- **Requirements**:
Lay out the records as a Markdown table with the columns Row and Record line, numbering each line in order. Start at the line that contains "Where can the player with", run through the final line of the records, and leave out any blank lines.

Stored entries
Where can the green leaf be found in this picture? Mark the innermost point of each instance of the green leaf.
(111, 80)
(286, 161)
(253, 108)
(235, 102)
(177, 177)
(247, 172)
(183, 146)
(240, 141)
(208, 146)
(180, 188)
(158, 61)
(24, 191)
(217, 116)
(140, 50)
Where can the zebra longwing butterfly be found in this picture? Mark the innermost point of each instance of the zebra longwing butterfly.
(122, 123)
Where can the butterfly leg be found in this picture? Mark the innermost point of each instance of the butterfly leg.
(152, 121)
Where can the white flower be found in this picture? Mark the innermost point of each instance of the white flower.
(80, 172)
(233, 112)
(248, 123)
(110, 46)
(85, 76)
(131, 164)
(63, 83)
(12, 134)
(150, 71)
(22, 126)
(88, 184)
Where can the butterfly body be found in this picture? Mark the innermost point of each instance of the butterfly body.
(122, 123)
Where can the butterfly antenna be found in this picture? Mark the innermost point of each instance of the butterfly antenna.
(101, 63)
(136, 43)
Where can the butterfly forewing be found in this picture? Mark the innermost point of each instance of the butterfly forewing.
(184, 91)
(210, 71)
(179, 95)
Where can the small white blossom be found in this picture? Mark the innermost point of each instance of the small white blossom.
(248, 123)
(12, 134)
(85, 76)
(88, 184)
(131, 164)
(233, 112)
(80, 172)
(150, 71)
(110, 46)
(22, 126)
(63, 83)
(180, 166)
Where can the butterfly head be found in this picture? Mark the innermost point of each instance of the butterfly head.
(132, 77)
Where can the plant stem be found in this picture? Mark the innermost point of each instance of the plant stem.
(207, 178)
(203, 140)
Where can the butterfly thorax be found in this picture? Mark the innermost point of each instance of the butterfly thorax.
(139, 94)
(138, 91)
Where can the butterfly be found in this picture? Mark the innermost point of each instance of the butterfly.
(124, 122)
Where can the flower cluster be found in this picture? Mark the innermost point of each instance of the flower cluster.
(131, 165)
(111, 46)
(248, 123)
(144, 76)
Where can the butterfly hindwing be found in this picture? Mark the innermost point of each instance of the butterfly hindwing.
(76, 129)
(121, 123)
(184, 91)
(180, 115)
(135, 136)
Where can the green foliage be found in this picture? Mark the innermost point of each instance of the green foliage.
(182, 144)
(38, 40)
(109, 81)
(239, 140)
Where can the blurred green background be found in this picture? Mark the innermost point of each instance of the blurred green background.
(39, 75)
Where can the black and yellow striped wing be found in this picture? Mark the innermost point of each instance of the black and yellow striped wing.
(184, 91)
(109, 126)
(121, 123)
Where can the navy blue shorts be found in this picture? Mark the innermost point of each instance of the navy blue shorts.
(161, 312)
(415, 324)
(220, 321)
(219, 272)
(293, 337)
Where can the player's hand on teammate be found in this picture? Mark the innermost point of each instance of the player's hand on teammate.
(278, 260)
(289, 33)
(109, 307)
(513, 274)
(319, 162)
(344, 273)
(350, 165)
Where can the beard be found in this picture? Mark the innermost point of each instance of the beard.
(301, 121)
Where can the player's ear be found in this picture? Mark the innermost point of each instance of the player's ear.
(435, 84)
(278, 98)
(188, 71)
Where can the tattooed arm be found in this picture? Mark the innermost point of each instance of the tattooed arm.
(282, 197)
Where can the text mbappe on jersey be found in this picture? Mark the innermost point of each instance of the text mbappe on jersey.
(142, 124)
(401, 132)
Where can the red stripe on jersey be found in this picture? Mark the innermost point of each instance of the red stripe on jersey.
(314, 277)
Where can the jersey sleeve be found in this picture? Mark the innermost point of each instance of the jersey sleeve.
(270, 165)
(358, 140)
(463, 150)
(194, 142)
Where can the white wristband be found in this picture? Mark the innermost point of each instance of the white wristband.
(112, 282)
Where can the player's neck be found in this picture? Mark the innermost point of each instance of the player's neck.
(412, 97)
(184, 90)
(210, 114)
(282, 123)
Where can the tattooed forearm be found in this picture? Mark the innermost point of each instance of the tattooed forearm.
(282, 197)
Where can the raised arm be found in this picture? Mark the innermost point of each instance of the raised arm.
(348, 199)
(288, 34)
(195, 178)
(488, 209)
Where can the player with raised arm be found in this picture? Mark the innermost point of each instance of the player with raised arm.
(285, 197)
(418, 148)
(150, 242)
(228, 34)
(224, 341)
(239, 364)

- **Full answer**:
| Row | Record line |
|---|---|
| 1 | Where can the player with raised arm be found in this picture? Mark the innermost point of each instance of the player with raised arm. |
| 2 | (285, 197) |
| 3 | (418, 148) |
| 4 | (150, 242) |
| 5 | (228, 34) |
| 6 | (224, 341) |
| 7 | (239, 364) |